---------- Page extract ----------

Edlin said some couples negotiate with season tickets to the ballet or a sports car or cash to gain custody of a pet.

And if both sides dig in their heels, they draft a visitation plan, he said.

Divorce attorney Bob Boyd said he urges couples to consider who is the primary caretaker - the person who walks the dog, feeds the dog and makes sure the dog is up-to-date on its shots.

He also suggests the splitting couple take into account their post-divorce schedules and living situations to determine who can better accommodate the pet.

Cheryl Lynn Hepfer, president of the American Academy of Matrimonial Lawyers, said while pets don't have any elevated status on the books, most judges are sensitive to those couples struggling with the fate of the family pet.

"We are not talking about a piano here," said Hepfer.

Veterinarian Dr. Michael Good said the disputes reflect the changing relationships Americans have with their pets.

Dogs, for example, mostly sleep indoors, often on a cozy bed with husband and wife. And as more couples decide not to have kids, pets are treated more like children than an animal that drinks out of the toilet.

Elizabeth Sarabia has watched her fawn-colored dachshund, George, become more reclusive after her divorce about five years ago.

---------- Supplied data ----------

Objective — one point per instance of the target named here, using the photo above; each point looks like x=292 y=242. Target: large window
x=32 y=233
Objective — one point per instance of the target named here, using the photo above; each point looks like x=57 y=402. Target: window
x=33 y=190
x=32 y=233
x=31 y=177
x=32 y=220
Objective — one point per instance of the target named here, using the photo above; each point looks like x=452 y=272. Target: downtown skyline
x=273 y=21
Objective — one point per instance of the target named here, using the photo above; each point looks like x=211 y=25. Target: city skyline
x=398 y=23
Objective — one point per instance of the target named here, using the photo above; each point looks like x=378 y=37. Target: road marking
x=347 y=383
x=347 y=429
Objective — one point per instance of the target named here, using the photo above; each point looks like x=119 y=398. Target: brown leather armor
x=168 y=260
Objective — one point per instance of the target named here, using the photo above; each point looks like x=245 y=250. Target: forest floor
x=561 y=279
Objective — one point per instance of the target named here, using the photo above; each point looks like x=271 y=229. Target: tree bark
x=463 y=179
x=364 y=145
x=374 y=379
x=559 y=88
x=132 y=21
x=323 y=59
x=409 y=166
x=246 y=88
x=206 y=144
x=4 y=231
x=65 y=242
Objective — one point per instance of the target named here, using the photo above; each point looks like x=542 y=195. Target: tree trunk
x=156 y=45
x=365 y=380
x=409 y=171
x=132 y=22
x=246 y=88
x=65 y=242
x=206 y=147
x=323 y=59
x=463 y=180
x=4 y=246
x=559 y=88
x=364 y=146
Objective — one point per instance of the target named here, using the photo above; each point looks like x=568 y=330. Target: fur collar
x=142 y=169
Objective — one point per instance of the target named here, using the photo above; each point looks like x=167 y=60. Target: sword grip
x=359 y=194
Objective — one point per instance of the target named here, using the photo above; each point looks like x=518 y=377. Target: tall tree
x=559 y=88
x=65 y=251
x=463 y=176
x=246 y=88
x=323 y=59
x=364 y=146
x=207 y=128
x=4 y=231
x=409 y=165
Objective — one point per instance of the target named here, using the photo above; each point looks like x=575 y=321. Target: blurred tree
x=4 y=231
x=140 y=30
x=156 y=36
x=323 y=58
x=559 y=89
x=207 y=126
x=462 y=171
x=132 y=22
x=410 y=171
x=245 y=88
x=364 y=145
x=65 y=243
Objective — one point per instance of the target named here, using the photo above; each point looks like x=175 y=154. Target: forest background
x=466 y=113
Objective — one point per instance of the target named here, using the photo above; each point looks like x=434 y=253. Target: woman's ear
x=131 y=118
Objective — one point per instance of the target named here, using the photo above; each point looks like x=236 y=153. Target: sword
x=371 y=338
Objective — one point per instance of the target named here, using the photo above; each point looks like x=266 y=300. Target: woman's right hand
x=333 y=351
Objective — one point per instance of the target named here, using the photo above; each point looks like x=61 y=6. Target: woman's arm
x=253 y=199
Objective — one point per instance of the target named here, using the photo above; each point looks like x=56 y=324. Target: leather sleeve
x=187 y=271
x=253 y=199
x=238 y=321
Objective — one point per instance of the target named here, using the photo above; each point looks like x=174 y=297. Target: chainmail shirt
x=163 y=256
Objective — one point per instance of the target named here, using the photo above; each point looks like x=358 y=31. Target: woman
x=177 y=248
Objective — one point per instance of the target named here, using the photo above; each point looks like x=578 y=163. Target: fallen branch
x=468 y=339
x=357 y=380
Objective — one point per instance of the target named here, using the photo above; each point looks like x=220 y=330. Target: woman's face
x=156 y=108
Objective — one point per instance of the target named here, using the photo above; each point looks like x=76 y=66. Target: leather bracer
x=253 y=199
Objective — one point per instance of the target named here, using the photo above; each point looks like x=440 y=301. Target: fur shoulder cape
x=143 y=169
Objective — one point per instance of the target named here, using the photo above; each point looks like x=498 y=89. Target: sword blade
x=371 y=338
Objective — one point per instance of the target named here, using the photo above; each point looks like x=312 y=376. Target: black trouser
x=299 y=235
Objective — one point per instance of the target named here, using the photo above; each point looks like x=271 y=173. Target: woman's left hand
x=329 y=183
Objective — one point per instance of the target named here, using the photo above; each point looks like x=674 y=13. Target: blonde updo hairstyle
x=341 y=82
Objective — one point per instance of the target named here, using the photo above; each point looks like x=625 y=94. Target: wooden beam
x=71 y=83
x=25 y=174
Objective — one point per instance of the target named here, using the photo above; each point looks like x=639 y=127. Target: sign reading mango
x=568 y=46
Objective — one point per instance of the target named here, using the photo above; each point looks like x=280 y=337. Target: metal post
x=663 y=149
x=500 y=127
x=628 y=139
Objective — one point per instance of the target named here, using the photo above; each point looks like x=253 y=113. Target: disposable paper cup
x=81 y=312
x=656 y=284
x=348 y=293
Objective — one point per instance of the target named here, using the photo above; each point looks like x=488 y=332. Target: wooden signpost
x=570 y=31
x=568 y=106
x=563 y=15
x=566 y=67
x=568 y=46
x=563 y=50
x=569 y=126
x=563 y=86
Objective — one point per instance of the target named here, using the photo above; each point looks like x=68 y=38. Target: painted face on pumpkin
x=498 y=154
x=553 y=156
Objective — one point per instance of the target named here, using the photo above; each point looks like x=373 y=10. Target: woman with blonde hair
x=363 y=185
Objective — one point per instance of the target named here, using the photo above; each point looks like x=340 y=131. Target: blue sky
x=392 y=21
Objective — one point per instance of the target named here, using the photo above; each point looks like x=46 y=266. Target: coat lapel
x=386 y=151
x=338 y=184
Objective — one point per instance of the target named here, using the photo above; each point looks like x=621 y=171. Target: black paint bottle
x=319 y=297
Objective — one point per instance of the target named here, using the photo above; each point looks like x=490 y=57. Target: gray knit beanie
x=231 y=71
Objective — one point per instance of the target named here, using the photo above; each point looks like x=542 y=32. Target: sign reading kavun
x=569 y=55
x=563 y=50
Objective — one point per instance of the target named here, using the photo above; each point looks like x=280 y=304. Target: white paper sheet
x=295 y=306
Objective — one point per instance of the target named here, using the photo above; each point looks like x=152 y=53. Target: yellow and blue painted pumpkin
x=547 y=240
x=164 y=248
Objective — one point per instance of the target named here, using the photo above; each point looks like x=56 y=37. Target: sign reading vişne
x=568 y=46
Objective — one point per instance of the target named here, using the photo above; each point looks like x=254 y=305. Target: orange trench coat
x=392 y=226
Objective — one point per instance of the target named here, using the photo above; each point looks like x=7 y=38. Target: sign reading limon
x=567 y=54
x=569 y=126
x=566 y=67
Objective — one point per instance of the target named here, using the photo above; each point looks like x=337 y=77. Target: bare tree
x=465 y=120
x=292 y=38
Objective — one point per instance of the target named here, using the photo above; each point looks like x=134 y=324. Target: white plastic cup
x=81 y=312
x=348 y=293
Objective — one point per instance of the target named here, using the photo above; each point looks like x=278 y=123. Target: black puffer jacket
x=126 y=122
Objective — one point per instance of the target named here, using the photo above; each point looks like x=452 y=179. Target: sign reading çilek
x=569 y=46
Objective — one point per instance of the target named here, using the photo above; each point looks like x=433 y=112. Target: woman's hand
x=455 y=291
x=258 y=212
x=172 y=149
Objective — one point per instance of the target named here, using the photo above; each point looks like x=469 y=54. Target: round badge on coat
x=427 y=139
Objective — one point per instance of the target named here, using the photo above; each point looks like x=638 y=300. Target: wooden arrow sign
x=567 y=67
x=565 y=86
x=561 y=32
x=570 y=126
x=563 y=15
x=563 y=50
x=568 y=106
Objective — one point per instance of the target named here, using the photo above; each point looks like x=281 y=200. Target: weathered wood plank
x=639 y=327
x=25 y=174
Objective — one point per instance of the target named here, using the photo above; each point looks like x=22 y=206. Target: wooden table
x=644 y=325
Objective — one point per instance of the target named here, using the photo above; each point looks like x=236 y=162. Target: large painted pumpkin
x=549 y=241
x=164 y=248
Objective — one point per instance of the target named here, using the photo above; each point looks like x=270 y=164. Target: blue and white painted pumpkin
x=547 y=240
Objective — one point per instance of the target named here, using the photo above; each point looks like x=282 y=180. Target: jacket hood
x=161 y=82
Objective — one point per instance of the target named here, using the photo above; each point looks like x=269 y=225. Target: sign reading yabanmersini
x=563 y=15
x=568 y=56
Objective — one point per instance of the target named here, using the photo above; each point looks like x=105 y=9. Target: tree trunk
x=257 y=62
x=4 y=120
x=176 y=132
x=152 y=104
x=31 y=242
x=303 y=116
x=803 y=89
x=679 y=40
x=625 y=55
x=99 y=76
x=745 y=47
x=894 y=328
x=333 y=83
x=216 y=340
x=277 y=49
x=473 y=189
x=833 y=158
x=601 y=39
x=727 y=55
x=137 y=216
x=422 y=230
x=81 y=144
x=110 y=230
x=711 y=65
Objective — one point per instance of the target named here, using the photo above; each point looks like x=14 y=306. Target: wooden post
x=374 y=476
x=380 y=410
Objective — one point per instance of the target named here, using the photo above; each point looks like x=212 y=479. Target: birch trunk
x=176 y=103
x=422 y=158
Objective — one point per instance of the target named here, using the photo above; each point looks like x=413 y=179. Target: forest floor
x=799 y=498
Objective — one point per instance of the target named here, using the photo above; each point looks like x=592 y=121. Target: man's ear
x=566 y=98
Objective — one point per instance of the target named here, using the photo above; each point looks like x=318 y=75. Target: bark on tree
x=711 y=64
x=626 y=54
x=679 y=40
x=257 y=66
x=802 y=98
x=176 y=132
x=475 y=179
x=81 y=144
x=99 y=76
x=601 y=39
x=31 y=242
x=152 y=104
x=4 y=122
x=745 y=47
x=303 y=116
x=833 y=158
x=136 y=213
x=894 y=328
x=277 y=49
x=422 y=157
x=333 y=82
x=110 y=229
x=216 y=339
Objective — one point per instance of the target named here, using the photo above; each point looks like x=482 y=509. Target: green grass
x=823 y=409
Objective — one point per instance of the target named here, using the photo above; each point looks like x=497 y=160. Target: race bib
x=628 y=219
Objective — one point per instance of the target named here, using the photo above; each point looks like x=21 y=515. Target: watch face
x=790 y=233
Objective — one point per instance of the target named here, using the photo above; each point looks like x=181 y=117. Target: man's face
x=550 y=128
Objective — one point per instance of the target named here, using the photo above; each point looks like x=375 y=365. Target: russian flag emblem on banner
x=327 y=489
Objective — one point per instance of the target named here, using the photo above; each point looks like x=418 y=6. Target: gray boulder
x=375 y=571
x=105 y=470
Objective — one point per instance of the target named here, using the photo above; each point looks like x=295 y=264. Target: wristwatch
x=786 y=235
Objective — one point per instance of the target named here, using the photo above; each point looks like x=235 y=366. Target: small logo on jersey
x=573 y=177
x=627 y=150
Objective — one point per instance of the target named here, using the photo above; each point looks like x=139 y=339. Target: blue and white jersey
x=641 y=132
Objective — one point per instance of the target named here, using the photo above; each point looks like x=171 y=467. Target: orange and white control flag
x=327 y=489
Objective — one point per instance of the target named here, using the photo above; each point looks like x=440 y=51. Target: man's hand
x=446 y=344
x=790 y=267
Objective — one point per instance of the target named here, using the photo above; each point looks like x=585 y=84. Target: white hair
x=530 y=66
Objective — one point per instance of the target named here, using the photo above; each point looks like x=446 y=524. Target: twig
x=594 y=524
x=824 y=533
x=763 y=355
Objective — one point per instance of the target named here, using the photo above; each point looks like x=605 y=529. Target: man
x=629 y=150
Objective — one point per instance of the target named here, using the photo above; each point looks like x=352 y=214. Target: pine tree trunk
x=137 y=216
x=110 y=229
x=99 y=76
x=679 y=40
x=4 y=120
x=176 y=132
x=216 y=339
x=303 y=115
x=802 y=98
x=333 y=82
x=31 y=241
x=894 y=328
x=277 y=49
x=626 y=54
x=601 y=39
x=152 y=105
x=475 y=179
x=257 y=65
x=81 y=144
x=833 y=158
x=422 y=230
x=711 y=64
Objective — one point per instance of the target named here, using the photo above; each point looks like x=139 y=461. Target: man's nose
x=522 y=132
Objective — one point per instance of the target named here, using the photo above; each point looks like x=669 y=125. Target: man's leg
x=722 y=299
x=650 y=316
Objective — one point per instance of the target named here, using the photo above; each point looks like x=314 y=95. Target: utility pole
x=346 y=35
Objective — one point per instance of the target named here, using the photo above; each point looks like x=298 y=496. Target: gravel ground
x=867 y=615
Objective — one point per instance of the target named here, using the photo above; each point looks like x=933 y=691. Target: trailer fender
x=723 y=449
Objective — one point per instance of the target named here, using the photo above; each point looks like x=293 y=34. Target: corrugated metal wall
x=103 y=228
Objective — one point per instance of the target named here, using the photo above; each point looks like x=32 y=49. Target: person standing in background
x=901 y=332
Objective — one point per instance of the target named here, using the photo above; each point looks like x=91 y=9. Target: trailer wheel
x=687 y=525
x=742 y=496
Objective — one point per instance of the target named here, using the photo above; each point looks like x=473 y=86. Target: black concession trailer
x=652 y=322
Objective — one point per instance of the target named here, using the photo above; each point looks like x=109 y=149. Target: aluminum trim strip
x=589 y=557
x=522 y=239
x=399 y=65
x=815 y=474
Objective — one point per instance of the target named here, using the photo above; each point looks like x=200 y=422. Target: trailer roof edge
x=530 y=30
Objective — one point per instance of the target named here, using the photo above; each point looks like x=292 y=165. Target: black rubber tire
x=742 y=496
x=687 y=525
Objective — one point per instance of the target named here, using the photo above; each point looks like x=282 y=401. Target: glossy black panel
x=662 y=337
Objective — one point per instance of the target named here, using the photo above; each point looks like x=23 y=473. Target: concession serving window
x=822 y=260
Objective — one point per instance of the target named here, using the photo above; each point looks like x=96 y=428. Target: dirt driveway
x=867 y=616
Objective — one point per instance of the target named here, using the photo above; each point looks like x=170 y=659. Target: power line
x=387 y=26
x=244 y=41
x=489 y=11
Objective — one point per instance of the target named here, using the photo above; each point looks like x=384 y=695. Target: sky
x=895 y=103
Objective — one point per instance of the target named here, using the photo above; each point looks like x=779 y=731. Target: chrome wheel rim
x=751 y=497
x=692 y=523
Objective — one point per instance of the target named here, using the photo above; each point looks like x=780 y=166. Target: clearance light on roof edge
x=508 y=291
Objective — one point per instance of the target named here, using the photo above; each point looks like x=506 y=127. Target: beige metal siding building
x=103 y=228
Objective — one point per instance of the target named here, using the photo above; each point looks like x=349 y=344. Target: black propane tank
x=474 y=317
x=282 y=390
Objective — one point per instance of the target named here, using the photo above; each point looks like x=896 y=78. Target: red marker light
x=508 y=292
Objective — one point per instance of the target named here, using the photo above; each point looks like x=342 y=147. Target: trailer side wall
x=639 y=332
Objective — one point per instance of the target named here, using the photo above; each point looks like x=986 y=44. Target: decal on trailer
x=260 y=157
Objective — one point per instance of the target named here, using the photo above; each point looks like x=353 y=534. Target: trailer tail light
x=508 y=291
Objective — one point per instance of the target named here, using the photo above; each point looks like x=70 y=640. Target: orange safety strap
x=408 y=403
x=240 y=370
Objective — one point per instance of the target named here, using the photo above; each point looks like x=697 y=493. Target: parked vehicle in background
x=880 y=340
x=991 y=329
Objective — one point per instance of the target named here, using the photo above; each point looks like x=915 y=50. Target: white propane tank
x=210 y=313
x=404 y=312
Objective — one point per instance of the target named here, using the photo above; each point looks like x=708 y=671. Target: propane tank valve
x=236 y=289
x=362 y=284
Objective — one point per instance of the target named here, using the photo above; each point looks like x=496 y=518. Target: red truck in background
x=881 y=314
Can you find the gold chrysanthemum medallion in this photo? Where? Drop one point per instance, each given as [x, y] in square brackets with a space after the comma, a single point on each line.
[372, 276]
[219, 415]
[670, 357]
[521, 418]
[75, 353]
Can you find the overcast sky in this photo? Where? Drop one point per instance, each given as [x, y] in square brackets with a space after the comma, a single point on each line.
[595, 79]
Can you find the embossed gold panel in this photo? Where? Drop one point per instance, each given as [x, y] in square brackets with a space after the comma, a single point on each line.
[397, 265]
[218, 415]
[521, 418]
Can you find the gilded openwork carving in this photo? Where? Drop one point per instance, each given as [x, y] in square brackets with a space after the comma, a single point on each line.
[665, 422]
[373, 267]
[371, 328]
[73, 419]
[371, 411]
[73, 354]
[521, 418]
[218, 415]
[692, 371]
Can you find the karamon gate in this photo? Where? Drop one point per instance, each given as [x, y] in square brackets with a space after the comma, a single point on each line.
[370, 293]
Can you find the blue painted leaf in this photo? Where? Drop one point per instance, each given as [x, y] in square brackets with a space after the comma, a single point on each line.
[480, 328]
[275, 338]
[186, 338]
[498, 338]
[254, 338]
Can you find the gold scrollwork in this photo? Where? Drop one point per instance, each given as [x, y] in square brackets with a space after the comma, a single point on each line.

----------

== Problem description ==
Can you reproduce the passage of the article on pets in divorce from "He also suggests" up to and including "of the toilet.", word for word?

== Reply ==
He also suggests the splitting couple take into account their post-divorce schedules and living situations to determine who can better accommodate the pet.

Cheryl Lynn Hepfer, president of the American Academy of Matrimonial Lawyers, said while pets don't have any elevated status on the books, most judges are sensitive to those couples struggling with the fate of the family pet.

"We are not talking about a piano here," said Hepfer.

Veterinarian Dr. Michael Good said the disputes reflect the changing relationships Americans have with their pets.

Dogs, for example, mostly sleep indoors, often on a cozy bed with husband and wife. And as more couples decide not to have kids, pets are treated more like children than an animal that drinks out of the toilet.